Please reproduce the entries exactly, skipping each picture.
[Start of section]
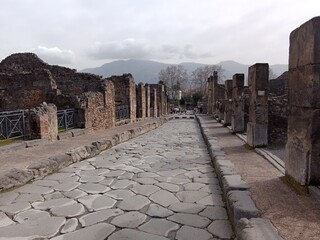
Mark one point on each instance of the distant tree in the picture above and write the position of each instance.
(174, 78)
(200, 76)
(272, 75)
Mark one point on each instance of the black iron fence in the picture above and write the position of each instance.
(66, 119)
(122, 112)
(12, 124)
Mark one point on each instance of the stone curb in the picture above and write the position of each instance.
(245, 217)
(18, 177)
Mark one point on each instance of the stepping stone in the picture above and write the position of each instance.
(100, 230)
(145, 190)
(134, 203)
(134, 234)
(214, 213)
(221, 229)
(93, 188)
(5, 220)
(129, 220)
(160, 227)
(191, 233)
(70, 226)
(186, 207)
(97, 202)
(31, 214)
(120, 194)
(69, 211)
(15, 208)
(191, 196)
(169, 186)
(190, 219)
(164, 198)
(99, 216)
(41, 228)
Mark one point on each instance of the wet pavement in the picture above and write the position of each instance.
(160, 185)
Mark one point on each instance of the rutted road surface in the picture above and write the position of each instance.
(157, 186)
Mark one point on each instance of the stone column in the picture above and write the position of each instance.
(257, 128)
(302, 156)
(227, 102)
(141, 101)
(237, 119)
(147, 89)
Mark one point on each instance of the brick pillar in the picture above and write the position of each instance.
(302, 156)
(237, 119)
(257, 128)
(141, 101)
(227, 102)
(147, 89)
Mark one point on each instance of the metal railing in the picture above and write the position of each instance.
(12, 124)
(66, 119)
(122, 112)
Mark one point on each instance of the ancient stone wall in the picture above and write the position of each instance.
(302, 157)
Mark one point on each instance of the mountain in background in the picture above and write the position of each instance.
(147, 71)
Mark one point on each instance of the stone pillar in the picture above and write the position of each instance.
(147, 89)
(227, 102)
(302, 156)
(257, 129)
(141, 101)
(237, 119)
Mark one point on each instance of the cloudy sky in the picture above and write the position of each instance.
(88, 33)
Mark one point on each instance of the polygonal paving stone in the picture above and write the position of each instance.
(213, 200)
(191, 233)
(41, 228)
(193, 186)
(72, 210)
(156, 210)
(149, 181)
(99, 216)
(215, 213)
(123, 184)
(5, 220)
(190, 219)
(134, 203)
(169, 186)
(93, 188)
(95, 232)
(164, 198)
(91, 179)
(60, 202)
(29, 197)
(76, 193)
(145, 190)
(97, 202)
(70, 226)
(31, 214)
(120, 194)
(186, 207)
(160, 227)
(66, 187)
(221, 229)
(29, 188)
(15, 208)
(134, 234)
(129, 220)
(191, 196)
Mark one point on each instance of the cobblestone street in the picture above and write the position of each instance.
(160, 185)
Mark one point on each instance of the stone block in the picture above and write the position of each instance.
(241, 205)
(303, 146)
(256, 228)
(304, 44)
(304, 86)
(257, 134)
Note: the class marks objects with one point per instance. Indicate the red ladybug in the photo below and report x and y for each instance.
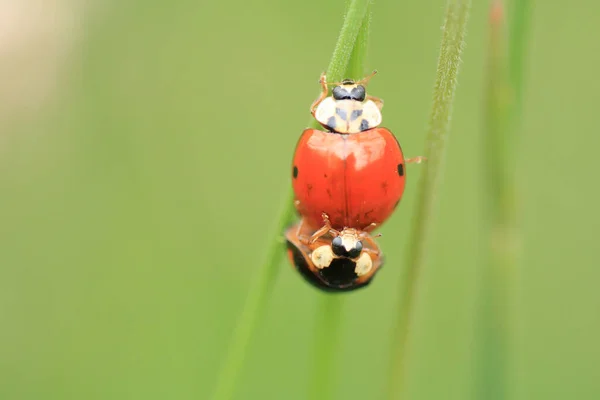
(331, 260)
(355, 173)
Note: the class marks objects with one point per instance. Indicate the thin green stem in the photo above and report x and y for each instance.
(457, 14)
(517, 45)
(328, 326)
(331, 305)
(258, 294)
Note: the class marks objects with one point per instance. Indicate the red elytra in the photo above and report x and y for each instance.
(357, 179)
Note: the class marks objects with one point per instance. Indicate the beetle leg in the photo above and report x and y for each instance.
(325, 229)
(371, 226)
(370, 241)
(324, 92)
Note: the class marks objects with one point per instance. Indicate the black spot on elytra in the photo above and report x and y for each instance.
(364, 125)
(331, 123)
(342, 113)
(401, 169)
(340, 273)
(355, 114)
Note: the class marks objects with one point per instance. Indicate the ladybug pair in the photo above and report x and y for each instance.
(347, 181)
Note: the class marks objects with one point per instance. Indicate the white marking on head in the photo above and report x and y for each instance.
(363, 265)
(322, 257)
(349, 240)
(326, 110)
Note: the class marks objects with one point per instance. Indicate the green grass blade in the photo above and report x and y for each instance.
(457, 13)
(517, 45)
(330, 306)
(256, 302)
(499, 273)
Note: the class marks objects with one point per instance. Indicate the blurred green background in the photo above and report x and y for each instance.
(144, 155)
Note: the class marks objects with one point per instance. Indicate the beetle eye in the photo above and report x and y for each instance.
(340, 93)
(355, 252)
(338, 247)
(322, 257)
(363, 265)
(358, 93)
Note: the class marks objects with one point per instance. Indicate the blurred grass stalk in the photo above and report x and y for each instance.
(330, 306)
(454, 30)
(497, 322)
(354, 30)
[End of section]
• _Written solution_
Mark one point on each instance of the distant tree in the picture above and write the position of each instance.
(174, 78)
(200, 76)
(272, 75)
Mark one point on each instance of the black iron fence in the picture above and write the position of each instance.
(66, 119)
(122, 112)
(12, 124)
Mark one point on each instance of the stone curb in the picture above and write the position of each instance.
(245, 217)
(18, 177)
Mark one point on each instance of the stepping stone in the picture above and write the position of each instance.
(100, 230)
(145, 190)
(134, 203)
(134, 234)
(214, 213)
(221, 229)
(93, 188)
(5, 220)
(129, 220)
(160, 227)
(191, 233)
(70, 226)
(186, 207)
(97, 202)
(31, 214)
(120, 194)
(69, 211)
(15, 208)
(191, 196)
(169, 186)
(190, 219)
(164, 198)
(99, 216)
(41, 228)
Mark one point on each instance of the wet pavement in the picture above and write the position of each instance.
(160, 185)
Mark one point on each instance of the rutted road surface in the picture above and write the position of each instance.
(157, 186)
Mark one point on each instance of the stone column in the picture above and write the position of each instance.
(257, 128)
(302, 156)
(227, 102)
(141, 101)
(237, 119)
(147, 89)
Mark one point on each instance of the brick pillar in the picture above and write the position of each instance.
(302, 156)
(237, 119)
(257, 128)
(141, 101)
(227, 102)
(147, 89)
Mark one point on each instance of the metal railing in the picture above and write the position of each instance.
(12, 124)
(66, 119)
(122, 112)
Mark one point on each instance of the ancient stone wall in the picture above and write the position of each instance.
(302, 157)
Mark one point on each instance of the mountain in background in the picture above and write the position of each instance.
(147, 71)
Mark one point on each instance of the stone pillar in the picture above and write the position of each instance.
(147, 89)
(227, 102)
(302, 156)
(257, 129)
(141, 101)
(237, 119)
Mark one point on each instance of the cloudy sky in the picture above and write the position of each instance.
(88, 33)
Mark one point on each instance of the polygonal paving stone in the picture above and write the position of each instance.
(213, 200)
(191, 233)
(41, 228)
(193, 186)
(72, 210)
(156, 210)
(149, 181)
(99, 216)
(215, 213)
(123, 184)
(5, 220)
(190, 219)
(134, 203)
(169, 186)
(93, 188)
(95, 232)
(164, 198)
(91, 179)
(60, 202)
(29, 197)
(76, 193)
(145, 190)
(97, 202)
(70, 226)
(31, 214)
(120, 194)
(186, 207)
(160, 227)
(66, 187)
(221, 229)
(29, 188)
(15, 208)
(134, 234)
(129, 220)
(191, 196)
Mark one point on each instance of the cobblestone street in the picture above and write the position of each instance.
(160, 185)
Mark one point on each instance of the stone block in the picture above and write the position of each instance.
(241, 205)
(303, 146)
(256, 228)
(304, 44)
(304, 86)
(257, 134)
Note: the class marks objects with one point per instance. Indicate the red ladybug in the photo below and report x and y for each instance.
(331, 260)
(355, 173)
Note: the class marks objects with one point per instance. Indicate the thin green stem in the photo above and report x and y for each instance.
(457, 14)
(517, 45)
(328, 326)
(331, 305)
(258, 294)
Note: the class marks objects with one point per instance. Indicate the red elytra in the photo above and report x and y for each instance.
(357, 179)
Note: the class marks objects with one point per instance. Indicate the beetle leg in the photo above and report x and y for each instance.
(325, 229)
(371, 226)
(370, 241)
(324, 92)
Note: the class marks objects with one point per instance. Indicate the black spot on elytra in the photo above and report x and y for each instance.
(364, 125)
(331, 123)
(342, 113)
(401, 169)
(340, 273)
(355, 114)
Note: the class marks objects with one point per instance. Indicate the ladybug pair in the photo above and report x and y for each instance.
(347, 181)
Note: the class marks objects with one point per instance. Indicate the white marking on head in the photo above and report x and y for each instance.
(363, 265)
(322, 257)
(349, 240)
(326, 110)
Note: the class marks objects with one point per instance. Indicate the green grass blade in the photo above and report x and y for each instance.
(457, 13)
(517, 45)
(330, 306)
(256, 302)
(499, 273)
Note: the class marks objects with one point per instance. Indicate the blurred green background in the photo above and report x and y for each instance.
(144, 155)
Note: the class marks objects with one point per instance. Indicate the beetle eye in the photo above and report x and y for each instance.
(340, 93)
(355, 252)
(338, 247)
(322, 257)
(363, 265)
(358, 93)
Note: the class marks objects with one point per instance. Indicate the blurred grass stalk in the photo above and report x and y for each instance.
(330, 306)
(454, 30)
(497, 322)
(354, 30)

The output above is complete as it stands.